Исходный текст —
--

Л. Ф. Это уже вопрос грамотного менеджмента.
 
В. Д. Конечно! Театр нуждается в колоссальной рекламе, денег на которую нет. Их не дает бюджет, а сами мы заработать не можем. Реклама нынче стоит дороже, чем спектакль! Вот и думаешь, на что потратить деньги — на творчество или на «раскрутку»...
 
Л. Ф. И как в итоге решается вопрос?
 
В. Д. Пытаемся как-то все сбалансировать... Несмотря ни на что, к нам ходят люди, которым мы интересны, залы у нас полные. С другой стороны, размышляя о том, чем же ты здесь собственно занимаешься, понимаешь — нет никаких ограничений. Это о «плюсах». Я здесь абсолютно свободен, ставлю что хочу, делаю что хочу и с кем хочу! Конечно, есть специфика публики. К нам ходит в основном житель микрорайона, понятно же, что это — очень определенная часть населения. Но ведь плохих зрителей не бывает! Это я точно и твердо знаю.
 
Л. Ф. Кое-кто из ваших коллег любит порассуждать о том, какая у нас необразованная, невоспитанная, зазомбированная публика...
 
В. Д. Слышал, да... так вот, это неправда. Это очень поверхностный взгляд, так говорят те, кто не уважает зрителя. Просто есть люди, знающие историю театра, чуть больше «насмотренные»... но мне кажется, что театральное искусство апеллирует не к знанию. Оно обращено к душе человека, к его сущности. Я убежден, что если театр занимается этим — откликнется любая публика. А дело режиссера — почувствовать, что этой публике именно сегодня, сейчас важно и нужно. Как говорил Георгий Александрович Товстоногов, «сверхзадача» лежит в зрительном зале. Порой зритель сам не может сформулировать, чего же он хочет, что его мучит, чего он ищет... И если театру удается это угадать — люди чрезвычайно благодарны. Они приходят после спектакля и говорят: «Да, да! Я тоже про это думал! И я тоже мучаюсь, что же с этим делать!» Мне кажется, что в этом — одна из самых важных задач театра вообще: вскрывать внутренние вопросы и проблемы человека, и если не решать их, то заставлять думать. Глубоко, серьезно и обстоятельно.
 
Л. Ф. Согласна, но для этого, кроме всего прочего, нужна очень сильная труппа.

--

[Фрагменты набора данных для разметки точек]
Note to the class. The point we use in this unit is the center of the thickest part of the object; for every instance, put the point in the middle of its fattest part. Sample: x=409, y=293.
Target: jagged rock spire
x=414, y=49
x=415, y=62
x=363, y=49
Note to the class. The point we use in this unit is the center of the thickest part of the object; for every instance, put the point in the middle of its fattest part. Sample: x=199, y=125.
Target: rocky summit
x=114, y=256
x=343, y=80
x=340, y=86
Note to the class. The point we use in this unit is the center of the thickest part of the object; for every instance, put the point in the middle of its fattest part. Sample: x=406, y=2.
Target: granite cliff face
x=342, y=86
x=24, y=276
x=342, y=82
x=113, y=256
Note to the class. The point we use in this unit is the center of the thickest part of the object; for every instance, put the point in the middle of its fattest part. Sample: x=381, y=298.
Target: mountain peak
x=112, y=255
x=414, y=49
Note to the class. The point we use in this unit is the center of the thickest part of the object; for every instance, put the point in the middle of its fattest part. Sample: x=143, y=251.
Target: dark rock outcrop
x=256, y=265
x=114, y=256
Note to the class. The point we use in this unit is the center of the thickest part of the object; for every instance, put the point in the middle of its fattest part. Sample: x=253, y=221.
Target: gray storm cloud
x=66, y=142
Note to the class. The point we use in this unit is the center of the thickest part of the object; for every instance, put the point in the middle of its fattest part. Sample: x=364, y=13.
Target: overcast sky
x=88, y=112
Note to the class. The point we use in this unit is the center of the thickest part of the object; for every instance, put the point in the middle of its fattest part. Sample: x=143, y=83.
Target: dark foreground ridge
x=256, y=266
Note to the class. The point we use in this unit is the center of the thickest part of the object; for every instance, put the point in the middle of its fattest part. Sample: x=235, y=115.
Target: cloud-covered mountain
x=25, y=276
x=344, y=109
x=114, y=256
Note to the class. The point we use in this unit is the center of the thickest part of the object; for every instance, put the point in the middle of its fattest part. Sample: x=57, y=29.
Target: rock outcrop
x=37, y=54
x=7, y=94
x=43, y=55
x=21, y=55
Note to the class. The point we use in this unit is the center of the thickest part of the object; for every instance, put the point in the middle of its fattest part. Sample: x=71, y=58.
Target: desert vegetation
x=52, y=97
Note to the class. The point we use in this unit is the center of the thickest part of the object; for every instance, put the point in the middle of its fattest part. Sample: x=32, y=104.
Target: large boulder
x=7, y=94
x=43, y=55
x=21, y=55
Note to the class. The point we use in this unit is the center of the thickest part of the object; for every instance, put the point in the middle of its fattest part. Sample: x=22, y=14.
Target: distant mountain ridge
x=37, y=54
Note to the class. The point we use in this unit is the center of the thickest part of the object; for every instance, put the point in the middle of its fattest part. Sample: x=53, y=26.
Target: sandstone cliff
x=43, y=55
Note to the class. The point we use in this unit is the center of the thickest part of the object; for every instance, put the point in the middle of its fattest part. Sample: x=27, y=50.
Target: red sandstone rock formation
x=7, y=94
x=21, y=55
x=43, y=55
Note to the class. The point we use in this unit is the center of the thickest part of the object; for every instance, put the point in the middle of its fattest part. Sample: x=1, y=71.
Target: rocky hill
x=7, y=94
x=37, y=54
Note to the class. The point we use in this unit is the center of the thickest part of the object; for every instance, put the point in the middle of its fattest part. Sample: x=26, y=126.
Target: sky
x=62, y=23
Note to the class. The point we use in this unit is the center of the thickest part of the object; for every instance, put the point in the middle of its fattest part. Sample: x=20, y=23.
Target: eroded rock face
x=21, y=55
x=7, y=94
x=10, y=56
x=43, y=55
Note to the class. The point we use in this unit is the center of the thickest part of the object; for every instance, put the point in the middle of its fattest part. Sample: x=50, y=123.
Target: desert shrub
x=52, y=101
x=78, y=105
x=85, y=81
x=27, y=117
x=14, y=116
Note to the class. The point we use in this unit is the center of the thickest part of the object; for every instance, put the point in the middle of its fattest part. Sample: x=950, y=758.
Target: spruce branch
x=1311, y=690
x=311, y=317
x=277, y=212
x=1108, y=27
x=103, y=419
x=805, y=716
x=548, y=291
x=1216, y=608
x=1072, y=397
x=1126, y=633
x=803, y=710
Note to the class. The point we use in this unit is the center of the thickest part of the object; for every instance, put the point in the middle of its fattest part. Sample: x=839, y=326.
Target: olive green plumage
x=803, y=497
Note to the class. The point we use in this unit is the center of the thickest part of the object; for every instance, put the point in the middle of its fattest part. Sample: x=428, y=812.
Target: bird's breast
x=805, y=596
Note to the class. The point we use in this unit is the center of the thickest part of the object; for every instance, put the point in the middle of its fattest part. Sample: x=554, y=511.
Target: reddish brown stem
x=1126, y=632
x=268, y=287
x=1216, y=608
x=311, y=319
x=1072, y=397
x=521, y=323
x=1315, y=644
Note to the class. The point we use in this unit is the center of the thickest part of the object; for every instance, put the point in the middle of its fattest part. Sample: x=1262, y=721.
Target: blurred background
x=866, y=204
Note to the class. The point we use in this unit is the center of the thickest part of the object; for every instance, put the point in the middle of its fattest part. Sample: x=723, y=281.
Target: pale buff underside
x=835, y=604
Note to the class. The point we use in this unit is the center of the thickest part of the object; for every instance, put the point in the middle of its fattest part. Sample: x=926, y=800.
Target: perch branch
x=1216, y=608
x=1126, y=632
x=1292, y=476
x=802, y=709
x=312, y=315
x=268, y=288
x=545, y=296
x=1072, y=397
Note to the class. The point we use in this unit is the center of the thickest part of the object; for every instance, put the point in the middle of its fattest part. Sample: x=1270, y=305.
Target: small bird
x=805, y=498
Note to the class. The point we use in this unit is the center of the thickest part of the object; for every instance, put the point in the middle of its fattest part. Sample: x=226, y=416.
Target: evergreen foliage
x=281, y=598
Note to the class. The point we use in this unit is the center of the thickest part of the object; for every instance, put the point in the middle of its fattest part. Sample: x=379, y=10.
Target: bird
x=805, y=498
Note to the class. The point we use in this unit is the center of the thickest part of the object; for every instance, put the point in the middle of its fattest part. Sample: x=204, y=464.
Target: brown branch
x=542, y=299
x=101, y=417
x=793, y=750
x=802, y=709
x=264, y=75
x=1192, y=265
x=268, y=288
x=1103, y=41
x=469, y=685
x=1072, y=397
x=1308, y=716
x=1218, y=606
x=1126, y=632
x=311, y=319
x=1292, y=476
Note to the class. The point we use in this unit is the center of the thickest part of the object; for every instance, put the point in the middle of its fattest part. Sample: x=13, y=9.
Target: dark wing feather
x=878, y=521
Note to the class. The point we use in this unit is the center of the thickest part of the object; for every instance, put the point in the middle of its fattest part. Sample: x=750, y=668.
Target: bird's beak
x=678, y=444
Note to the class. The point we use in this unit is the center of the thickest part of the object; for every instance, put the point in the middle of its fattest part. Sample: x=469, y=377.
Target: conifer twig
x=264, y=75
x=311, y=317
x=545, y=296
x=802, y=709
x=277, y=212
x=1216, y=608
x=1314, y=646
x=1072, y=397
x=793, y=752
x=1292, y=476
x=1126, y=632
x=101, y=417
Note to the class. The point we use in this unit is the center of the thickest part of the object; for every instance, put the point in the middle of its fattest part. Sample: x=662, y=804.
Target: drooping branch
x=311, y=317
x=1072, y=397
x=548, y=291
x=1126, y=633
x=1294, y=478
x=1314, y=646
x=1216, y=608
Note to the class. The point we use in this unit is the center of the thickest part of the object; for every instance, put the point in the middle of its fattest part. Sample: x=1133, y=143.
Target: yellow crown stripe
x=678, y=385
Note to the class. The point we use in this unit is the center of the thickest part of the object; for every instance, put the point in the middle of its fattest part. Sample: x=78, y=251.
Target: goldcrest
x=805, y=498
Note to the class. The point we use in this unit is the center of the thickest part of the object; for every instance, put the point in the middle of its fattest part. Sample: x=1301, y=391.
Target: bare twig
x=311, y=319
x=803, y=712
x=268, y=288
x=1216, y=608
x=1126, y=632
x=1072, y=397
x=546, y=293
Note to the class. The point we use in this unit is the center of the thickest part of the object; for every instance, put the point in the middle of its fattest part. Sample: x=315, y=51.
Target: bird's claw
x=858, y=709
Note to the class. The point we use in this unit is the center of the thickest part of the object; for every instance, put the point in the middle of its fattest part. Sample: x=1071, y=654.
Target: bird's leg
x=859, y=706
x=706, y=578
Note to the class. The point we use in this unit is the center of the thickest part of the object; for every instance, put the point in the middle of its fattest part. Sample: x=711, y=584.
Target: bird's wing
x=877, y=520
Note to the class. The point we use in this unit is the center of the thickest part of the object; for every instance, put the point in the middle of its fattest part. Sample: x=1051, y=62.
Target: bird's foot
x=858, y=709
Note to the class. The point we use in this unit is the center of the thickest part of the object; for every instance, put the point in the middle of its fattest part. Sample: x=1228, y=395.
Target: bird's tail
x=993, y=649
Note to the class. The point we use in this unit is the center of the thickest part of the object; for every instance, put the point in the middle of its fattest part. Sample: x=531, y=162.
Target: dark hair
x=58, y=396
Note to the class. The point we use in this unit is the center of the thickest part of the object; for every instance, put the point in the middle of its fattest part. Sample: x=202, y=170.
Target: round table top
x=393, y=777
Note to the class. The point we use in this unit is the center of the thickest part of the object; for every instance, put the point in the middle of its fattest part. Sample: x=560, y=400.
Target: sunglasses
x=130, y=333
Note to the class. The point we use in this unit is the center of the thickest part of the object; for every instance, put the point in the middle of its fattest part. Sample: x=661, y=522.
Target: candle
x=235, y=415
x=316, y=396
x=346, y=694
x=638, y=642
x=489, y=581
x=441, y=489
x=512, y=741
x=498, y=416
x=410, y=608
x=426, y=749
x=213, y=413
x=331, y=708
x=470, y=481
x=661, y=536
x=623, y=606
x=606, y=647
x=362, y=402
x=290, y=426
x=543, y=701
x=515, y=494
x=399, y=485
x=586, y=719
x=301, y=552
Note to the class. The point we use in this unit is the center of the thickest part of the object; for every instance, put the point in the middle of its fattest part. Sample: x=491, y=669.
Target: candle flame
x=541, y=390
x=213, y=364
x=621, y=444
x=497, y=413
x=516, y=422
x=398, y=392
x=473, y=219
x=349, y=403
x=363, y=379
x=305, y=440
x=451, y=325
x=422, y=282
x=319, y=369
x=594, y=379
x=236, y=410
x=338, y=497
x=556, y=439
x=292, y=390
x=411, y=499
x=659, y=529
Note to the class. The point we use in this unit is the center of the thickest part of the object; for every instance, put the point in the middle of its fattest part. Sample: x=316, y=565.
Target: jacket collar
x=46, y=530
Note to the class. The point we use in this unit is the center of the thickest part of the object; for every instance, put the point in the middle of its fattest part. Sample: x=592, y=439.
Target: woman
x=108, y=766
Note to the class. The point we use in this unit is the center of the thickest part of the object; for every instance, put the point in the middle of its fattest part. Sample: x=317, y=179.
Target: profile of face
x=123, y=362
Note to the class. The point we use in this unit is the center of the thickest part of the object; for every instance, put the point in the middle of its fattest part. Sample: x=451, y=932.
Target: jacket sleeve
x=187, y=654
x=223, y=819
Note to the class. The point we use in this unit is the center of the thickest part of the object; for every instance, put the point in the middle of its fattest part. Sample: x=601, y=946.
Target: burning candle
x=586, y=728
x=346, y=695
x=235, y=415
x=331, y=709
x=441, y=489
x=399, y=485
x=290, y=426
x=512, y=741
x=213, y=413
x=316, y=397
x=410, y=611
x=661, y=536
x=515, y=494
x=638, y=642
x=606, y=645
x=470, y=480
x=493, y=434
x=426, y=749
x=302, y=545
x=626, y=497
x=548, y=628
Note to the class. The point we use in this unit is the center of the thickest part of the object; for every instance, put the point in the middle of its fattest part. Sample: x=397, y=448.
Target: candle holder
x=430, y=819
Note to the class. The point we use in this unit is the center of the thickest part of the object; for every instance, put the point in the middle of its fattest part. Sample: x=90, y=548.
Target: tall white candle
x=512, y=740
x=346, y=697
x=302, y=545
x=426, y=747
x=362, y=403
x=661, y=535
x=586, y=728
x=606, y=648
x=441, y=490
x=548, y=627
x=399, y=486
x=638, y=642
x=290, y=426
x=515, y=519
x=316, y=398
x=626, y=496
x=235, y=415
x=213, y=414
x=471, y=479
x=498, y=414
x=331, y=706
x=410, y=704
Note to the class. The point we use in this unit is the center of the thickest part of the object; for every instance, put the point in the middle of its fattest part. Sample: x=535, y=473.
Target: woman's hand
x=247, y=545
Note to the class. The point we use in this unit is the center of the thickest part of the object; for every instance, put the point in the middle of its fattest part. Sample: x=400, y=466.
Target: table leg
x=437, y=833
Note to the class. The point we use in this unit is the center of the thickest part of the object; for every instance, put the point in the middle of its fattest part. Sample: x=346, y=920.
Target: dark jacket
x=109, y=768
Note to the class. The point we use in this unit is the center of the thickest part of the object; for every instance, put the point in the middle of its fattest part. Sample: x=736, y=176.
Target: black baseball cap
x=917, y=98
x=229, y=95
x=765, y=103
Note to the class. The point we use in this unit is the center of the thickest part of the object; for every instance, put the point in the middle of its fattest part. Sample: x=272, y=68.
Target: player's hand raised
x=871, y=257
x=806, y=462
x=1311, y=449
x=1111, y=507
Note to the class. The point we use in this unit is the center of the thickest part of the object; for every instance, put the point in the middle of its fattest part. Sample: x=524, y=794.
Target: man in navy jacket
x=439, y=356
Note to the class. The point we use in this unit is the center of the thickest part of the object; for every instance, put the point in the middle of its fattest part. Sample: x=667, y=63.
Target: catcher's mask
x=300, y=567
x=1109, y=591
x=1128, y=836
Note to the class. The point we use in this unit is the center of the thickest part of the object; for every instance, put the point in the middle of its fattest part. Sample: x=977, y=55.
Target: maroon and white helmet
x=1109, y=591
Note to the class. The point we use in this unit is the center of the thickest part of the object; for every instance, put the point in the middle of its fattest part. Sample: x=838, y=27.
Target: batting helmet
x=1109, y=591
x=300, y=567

--

Задания —
a) Выведите отрывок из интервью о театре. Начните со слов, содержащих «В. Д. Конечно! Театр нуждается», и остановитесь после слов «в итоге решается вопрос?».
b) Пожалуйста, перечислите все определения публики, которые, по словам Л. Ф., используют некоторые коллеги собеседника в интервью о театре.

Ответы по заданиям —
a)
В. Д. Конечно! Театр нуждается в колоссальной рекламе, денег на которую нет. Их не дает бюджет, а сами мы заработать не можем. Реклама нынче стоит дороже, чем спектакль! Вот и думаешь, на что потратить деньги — на творчество или на «раскрутку»...
 
Л. Ф. И как в итоге решается вопрос?

b) необразованная, невоспитанная, зазомбированная